任务目标 – 逐字抄写下面的全部条目，不得改动，也不得遗漏。

──────────────────────────────

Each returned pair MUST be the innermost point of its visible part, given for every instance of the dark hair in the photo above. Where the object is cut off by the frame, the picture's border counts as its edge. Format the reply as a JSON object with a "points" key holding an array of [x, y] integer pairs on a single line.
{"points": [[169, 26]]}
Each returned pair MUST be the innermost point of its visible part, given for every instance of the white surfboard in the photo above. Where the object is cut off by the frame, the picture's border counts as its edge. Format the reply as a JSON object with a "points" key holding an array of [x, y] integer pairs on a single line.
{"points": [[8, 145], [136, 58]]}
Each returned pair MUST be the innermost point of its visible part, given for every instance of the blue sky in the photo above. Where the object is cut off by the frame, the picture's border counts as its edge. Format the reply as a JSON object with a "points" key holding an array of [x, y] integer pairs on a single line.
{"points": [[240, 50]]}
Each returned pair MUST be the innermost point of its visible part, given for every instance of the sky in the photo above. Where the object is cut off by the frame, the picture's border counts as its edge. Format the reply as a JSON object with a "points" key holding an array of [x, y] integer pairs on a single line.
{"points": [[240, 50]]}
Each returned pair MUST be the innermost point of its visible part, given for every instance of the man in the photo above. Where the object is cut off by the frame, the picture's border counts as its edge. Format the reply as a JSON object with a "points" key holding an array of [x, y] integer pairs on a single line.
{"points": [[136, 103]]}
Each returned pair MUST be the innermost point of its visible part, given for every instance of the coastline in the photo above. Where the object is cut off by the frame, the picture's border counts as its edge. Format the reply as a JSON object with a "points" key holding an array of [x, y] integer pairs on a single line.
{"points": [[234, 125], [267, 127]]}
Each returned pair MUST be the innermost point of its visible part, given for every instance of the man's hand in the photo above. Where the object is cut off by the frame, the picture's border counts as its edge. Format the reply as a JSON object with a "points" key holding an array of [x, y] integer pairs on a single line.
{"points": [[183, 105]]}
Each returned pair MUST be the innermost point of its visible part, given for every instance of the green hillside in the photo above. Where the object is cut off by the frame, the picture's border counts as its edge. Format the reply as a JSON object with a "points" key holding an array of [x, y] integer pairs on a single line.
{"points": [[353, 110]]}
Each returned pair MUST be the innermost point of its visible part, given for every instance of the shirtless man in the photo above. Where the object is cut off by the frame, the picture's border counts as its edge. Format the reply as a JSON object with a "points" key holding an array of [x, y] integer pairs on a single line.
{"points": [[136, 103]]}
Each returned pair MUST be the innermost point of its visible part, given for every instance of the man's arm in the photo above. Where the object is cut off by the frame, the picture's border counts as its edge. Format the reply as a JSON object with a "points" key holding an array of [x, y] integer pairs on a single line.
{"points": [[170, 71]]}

──────────────────────────────

本题输出 –
Each returned pair MUST be the innermost point of its visible part, given for every instance of the dark hair in the photo above. Where the object is cut off by the frame, the picture's border counts as its edge. Format the reply as a JSON object with a "points" key holding an array of [x, y] integer pairs on a single line.
{"points": [[169, 26]]}
Each returned pair MUST be the innermost point of its visible part, given for every instance of the white surfboard in the photo above. Where the object is cut off by the frame, the picture's border counts as its edge. Format the reply as a JSON object with a "points" key holding an array of [x, y] integer pairs on a single line.
{"points": [[8, 145], [136, 58]]}
Each returned pair MUST be the innermost point of its visible part, given for every instance of the blue sky in the photo above. Where the object is cut off by the frame, the picture's border counts as its edge. Format the reply as a JSON object with a "points" key holding an array of [x, y] integer pairs on a single line.
{"points": [[240, 50]]}
Each returned pair MUST be the innermost point of its visible part, given for every instance of the sky in the photo above. Where the object is cut off by the frame, the picture's border counts as its edge. Format the reply as a JSON object with a "points" key holding an array of [x, y] integer pairs on a single line.
{"points": [[240, 50]]}
Each returned pair MUST be the innermost point of its visible part, given for every instance of the man in the photo above. Where the object is cut off by the frame, the picture's border counts as its edge. Format the reply as a JSON object with a "points" key holding an array of [x, y] integer pairs on a single line.
{"points": [[136, 103]]}
Each returned pair MUST be the innermost point of its visible part, given for every instance of the coastline in the photo above. Where the object is cut off by the frame, the picture's border counts as its edge. Format the reply as a JSON object with a "points" key holding an array of [x, y] integer pairs on a single line.
{"points": [[234, 125], [267, 127]]}
Each returned pair MUST be the innermost point of its visible part, given for every instance of the man's hand in the photo above. Where the object is cut off by the frame, the picture's border counts as its edge. Format the reply as a JSON object with a "points" key holding an array of [x, y] integer pairs on a single line.
{"points": [[183, 105]]}
Each returned pair MUST be the innermost point of its visible part, given for every instance of the green hillside in the photo above. Where the object is cut off by the frame, the picture's border counts as its edge. Format the reply as a JSON object with a "points" key holding an array of [x, y] integer pairs on a single line.
{"points": [[353, 110]]}
Each returned pair MUST be the innermost point of its visible part, given for every instance of the shirtless man in the photo above. Where the object is cut off by the frame, the picture's border counts as its edge. Format the reply as a JSON object with a "points" key holding an array of [x, y] integer pairs on a single line.
{"points": [[136, 103]]}
Each returned pair MUST be the innermost point of its visible part, given for every instance of the man's arm in the photo above. Where the object is cut off by the frame, the picture's border counts as its edge. Format the reply as a JSON object with a "points" key holding an array of [x, y] integer pairs on a single line.
{"points": [[170, 71]]}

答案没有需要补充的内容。